→ Testo estratto
====
Trattare i pazienti con epatite con i nuovi farmaci attualmente disponibili (boceprevir e telaprevir) che hanno consentito di migliorare la perfomance delle terapie in uso da tempo (interferone e ribavirina) oppure aspettare le nuove terapia orali che promettono tassi di cura ancora più elevati, una migliore maneggevolezza e la possibilità, almeno in una parte dei casi, di fare a meno dell'interferone?

E' questo in sintesi il dilemma clinico che oggi devono fronteggiare medici e pazienti affetti da epatite C. Se ne è parlato a Roma di recente nel corso del VI convegno nazionale di EpaC, l'associazione dei malati con epatite C che, nonostante il maltempo, ha visto riuniti oltre 450 pazienti provenienti da tutte le regioni d'Italia. Al congresso hanno partecipato molti dei migliori epatologi italiani che hanno fatto il punto sulle terapia più avanzate, sull'uso di questi farmaci nei pazienti più complessi e hanno dibattuto le migliori strategie a seconda delle condizioni del paziente.
====
→ Descrizione del problema
Secondo il testo estratto, quanti pazienti hanno partecipato al VI convegno nazionale di EpaC a Roma?

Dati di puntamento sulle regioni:
====
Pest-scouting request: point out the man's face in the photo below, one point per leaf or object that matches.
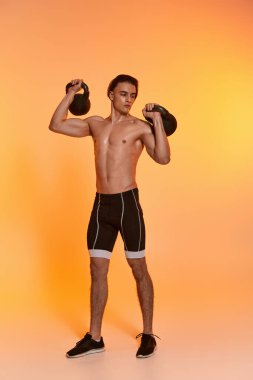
(123, 97)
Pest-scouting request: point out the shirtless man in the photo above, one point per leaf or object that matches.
(118, 143)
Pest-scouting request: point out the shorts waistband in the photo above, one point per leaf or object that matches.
(117, 195)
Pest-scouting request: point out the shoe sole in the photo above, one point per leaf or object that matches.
(146, 356)
(86, 353)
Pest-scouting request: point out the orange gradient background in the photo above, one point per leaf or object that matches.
(195, 58)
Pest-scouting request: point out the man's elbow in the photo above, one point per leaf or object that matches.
(53, 127)
(164, 161)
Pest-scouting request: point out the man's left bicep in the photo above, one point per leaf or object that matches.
(148, 140)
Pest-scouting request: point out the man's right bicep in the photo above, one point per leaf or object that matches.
(73, 127)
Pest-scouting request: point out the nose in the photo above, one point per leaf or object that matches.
(129, 99)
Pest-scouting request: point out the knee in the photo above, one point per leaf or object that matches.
(139, 268)
(99, 268)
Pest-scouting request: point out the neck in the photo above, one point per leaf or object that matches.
(117, 116)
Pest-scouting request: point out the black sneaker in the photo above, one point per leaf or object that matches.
(148, 345)
(86, 346)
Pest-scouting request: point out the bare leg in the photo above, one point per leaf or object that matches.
(99, 293)
(145, 292)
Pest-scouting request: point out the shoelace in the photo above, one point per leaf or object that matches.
(137, 336)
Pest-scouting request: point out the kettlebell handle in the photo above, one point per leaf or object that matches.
(83, 86)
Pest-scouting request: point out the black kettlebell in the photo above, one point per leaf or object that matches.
(81, 103)
(169, 121)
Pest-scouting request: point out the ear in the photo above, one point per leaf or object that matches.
(111, 96)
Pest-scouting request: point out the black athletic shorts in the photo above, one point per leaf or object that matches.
(113, 213)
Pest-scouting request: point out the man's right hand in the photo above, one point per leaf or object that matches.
(76, 85)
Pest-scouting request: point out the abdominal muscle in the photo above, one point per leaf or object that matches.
(115, 168)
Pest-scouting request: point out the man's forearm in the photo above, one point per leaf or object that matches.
(61, 111)
(162, 148)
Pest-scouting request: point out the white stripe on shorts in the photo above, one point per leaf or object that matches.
(97, 222)
(139, 219)
(135, 255)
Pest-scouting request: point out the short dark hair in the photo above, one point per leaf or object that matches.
(120, 79)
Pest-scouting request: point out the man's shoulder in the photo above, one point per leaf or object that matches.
(94, 118)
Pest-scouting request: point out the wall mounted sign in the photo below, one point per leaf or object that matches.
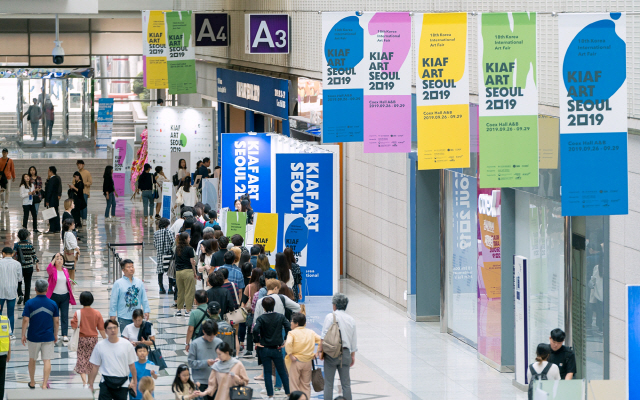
(212, 30)
(266, 33)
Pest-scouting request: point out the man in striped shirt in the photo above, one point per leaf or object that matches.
(10, 275)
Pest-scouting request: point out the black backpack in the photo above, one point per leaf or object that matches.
(542, 376)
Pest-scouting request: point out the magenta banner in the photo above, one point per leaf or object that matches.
(387, 93)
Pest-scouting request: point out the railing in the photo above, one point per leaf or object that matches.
(113, 260)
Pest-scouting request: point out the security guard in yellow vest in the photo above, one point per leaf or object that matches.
(5, 350)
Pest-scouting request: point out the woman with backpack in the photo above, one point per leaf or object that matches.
(542, 369)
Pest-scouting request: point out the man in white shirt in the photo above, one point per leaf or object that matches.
(342, 364)
(114, 358)
(10, 275)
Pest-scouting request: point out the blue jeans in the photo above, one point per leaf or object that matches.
(147, 202)
(111, 204)
(11, 304)
(123, 323)
(83, 213)
(267, 356)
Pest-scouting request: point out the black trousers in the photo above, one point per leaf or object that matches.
(26, 274)
(113, 394)
(3, 371)
(26, 209)
(54, 223)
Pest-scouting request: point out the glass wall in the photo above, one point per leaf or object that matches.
(540, 238)
(461, 256)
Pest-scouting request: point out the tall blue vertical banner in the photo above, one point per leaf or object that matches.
(343, 77)
(246, 169)
(304, 185)
(593, 114)
(633, 342)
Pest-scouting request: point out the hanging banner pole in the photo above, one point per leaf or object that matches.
(442, 90)
(508, 97)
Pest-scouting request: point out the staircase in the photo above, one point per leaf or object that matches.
(66, 167)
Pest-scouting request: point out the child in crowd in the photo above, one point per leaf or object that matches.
(183, 387)
(142, 351)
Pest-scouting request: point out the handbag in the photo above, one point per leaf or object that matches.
(239, 315)
(155, 356)
(240, 393)
(317, 380)
(75, 338)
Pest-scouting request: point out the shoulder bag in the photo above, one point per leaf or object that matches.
(239, 315)
(75, 338)
(155, 356)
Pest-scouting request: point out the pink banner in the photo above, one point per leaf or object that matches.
(387, 93)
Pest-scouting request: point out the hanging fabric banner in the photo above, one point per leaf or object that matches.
(593, 114)
(442, 90)
(181, 57)
(508, 97)
(387, 93)
(343, 77)
(154, 50)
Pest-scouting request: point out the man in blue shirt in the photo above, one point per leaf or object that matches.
(235, 275)
(203, 171)
(41, 317)
(127, 294)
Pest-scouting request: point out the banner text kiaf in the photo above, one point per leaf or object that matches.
(387, 93)
(593, 114)
(181, 58)
(343, 77)
(154, 50)
(508, 97)
(442, 92)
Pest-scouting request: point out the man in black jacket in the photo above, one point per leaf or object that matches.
(52, 195)
(267, 334)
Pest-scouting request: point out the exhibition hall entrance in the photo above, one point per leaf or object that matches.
(42, 110)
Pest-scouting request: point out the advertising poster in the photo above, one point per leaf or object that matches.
(246, 160)
(236, 222)
(387, 92)
(179, 130)
(442, 90)
(508, 98)
(154, 50)
(266, 33)
(266, 234)
(105, 122)
(593, 114)
(304, 185)
(122, 160)
(212, 29)
(633, 341)
(343, 77)
(181, 57)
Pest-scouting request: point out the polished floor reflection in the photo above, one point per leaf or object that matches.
(397, 358)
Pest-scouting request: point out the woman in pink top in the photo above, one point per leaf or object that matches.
(60, 291)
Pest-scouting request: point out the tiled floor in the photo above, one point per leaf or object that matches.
(397, 358)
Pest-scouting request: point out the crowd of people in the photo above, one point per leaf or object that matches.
(239, 307)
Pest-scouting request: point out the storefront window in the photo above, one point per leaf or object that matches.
(461, 256)
(540, 238)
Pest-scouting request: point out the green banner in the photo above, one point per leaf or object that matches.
(508, 100)
(181, 58)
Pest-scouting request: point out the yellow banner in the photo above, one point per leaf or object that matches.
(266, 232)
(442, 90)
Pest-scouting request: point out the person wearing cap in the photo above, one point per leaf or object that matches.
(7, 168)
(10, 275)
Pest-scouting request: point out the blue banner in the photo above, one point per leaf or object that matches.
(246, 169)
(255, 92)
(593, 114)
(304, 184)
(343, 77)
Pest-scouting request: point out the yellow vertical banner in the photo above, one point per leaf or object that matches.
(442, 90)
(154, 50)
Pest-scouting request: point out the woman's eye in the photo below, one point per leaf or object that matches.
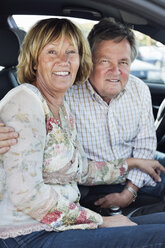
(104, 61)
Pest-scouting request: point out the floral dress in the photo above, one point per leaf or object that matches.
(40, 174)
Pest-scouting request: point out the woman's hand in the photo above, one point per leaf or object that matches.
(117, 220)
(150, 166)
(7, 138)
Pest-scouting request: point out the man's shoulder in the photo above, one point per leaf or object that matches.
(76, 89)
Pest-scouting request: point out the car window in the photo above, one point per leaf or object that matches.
(149, 64)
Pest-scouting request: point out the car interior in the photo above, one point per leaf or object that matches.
(145, 16)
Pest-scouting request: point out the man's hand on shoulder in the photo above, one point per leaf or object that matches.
(123, 199)
(7, 138)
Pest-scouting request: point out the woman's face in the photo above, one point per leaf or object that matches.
(57, 66)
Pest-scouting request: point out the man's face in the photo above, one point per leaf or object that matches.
(111, 68)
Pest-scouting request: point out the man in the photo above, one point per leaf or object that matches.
(113, 111)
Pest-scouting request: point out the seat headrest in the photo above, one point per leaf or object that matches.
(10, 42)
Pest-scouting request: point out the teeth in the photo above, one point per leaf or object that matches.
(61, 73)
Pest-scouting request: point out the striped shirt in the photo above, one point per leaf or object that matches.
(122, 129)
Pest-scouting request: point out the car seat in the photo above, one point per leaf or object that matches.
(10, 42)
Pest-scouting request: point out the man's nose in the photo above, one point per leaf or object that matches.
(115, 68)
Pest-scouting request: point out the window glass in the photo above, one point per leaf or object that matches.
(149, 64)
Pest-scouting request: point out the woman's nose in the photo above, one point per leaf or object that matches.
(115, 68)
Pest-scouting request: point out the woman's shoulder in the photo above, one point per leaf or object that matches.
(20, 94)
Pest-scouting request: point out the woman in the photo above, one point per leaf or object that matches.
(39, 175)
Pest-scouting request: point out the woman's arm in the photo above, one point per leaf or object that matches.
(23, 168)
(7, 138)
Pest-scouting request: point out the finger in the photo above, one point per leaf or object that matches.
(161, 167)
(4, 129)
(7, 143)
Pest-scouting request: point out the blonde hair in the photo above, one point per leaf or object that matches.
(44, 32)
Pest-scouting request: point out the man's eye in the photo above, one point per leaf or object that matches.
(71, 52)
(105, 61)
(124, 62)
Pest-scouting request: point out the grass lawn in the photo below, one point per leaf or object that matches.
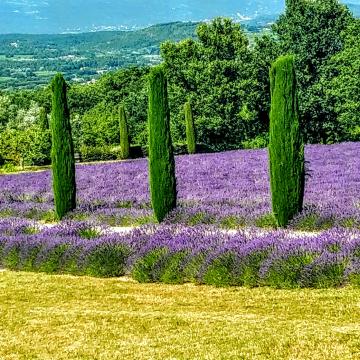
(63, 317)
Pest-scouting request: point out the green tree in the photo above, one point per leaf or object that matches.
(161, 157)
(190, 129)
(341, 84)
(62, 151)
(286, 148)
(124, 134)
(311, 30)
(215, 72)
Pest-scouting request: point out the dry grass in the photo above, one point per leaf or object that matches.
(62, 317)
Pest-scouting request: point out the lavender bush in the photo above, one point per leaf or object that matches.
(229, 189)
(178, 254)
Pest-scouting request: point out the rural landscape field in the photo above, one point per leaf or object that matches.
(188, 190)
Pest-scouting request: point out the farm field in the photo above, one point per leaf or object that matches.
(222, 233)
(229, 189)
(64, 317)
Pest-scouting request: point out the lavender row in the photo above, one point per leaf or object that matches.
(177, 254)
(216, 186)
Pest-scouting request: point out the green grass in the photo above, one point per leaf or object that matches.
(63, 317)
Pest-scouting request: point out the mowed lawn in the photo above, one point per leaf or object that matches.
(64, 317)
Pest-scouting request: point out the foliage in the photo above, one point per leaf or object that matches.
(62, 151)
(190, 130)
(161, 156)
(177, 254)
(215, 74)
(286, 149)
(311, 30)
(124, 135)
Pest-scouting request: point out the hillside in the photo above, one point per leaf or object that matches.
(27, 61)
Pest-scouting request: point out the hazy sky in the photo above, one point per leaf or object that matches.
(40, 16)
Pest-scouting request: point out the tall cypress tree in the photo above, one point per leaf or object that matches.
(43, 120)
(62, 151)
(124, 134)
(286, 148)
(161, 156)
(190, 129)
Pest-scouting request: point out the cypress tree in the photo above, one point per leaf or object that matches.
(286, 148)
(62, 151)
(124, 134)
(161, 155)
(43, 120)
(190, 129)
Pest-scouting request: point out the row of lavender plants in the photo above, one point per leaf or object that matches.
(177, 254)
(229, 189)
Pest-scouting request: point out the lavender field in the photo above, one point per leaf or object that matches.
(217, 191)
(229, 189)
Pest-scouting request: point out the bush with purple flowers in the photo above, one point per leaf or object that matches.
(229, 189)
(178, 254)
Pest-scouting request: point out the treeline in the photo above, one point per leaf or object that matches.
(226, 81)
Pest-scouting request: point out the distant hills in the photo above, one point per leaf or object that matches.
(59, 16)
(27, 61)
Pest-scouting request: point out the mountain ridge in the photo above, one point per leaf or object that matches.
(67, 16)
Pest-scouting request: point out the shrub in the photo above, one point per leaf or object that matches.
(286, 149)
(106, 260)
(161, 156)
(62, 151)
(148, 267)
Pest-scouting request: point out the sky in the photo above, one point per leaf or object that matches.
(58, 16)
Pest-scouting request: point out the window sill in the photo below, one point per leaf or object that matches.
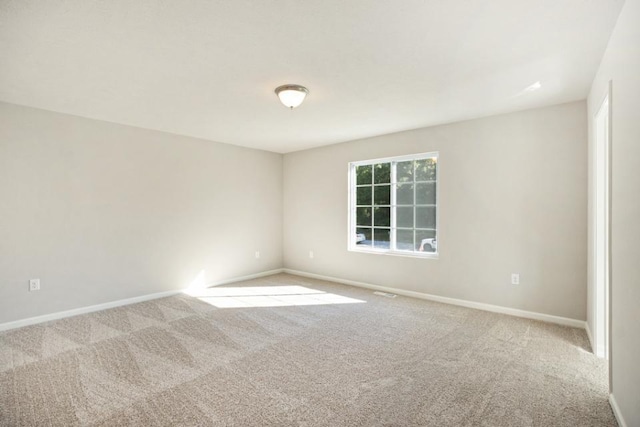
(424, 255)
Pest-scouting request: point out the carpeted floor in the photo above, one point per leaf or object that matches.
(290, 351)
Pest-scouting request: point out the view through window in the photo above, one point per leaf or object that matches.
(393, 205)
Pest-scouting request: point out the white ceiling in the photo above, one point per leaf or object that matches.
(208, 68)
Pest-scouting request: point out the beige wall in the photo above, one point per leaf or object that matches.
(621, 65)
(101, 212)
(513, 197)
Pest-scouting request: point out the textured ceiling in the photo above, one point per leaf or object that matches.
(208, 68)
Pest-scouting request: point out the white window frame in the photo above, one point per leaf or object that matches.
(352, 202)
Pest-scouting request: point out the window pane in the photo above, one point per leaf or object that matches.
(381, 238)
(426, 217)
(382, 173)
(426, 193)
(382, 195)
(363, 174)
(363, 195)
(404, 194)
(404, 216)
(404, 171)
(363, 216)
(404, 240)
(364, 236)
(382, 217)
(426, 240)
(426, 170)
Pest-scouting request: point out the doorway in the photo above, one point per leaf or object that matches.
(602, 227)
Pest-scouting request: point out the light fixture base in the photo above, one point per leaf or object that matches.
(291, 95)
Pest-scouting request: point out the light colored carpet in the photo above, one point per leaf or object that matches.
(182, 361)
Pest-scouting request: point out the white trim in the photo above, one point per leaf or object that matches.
(118, 303)
(590, 336)
(453, 301)
(616, 411)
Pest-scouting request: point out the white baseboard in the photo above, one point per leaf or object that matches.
(454, 301)
(616, 411)
(112, 304)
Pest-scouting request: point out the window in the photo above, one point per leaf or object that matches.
(393, 205)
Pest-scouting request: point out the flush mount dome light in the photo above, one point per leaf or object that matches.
(291, 95)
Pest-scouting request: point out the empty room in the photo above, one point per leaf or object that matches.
(319, 213)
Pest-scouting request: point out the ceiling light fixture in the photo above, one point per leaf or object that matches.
(291, 95)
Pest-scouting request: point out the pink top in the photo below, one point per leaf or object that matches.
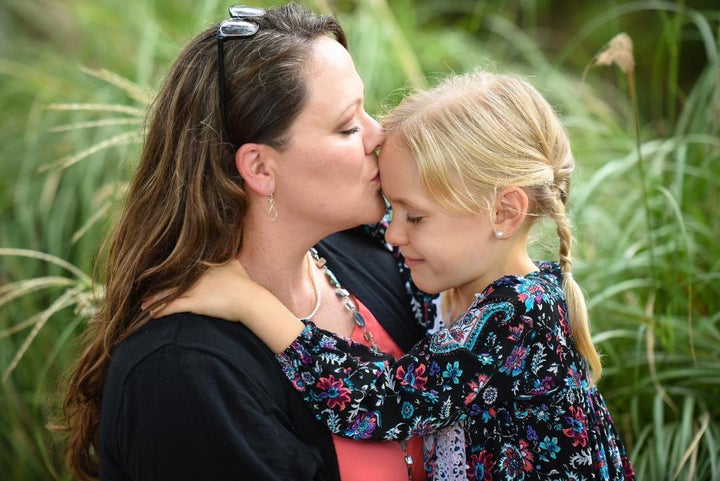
(377, 460)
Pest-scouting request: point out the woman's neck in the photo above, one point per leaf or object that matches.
(278, 261)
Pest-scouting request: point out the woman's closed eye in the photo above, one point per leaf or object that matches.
(351, 131)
====
→ Risposta al compito
Oltre 450 pazienti, provenienti da tutte le regioni d'Italia.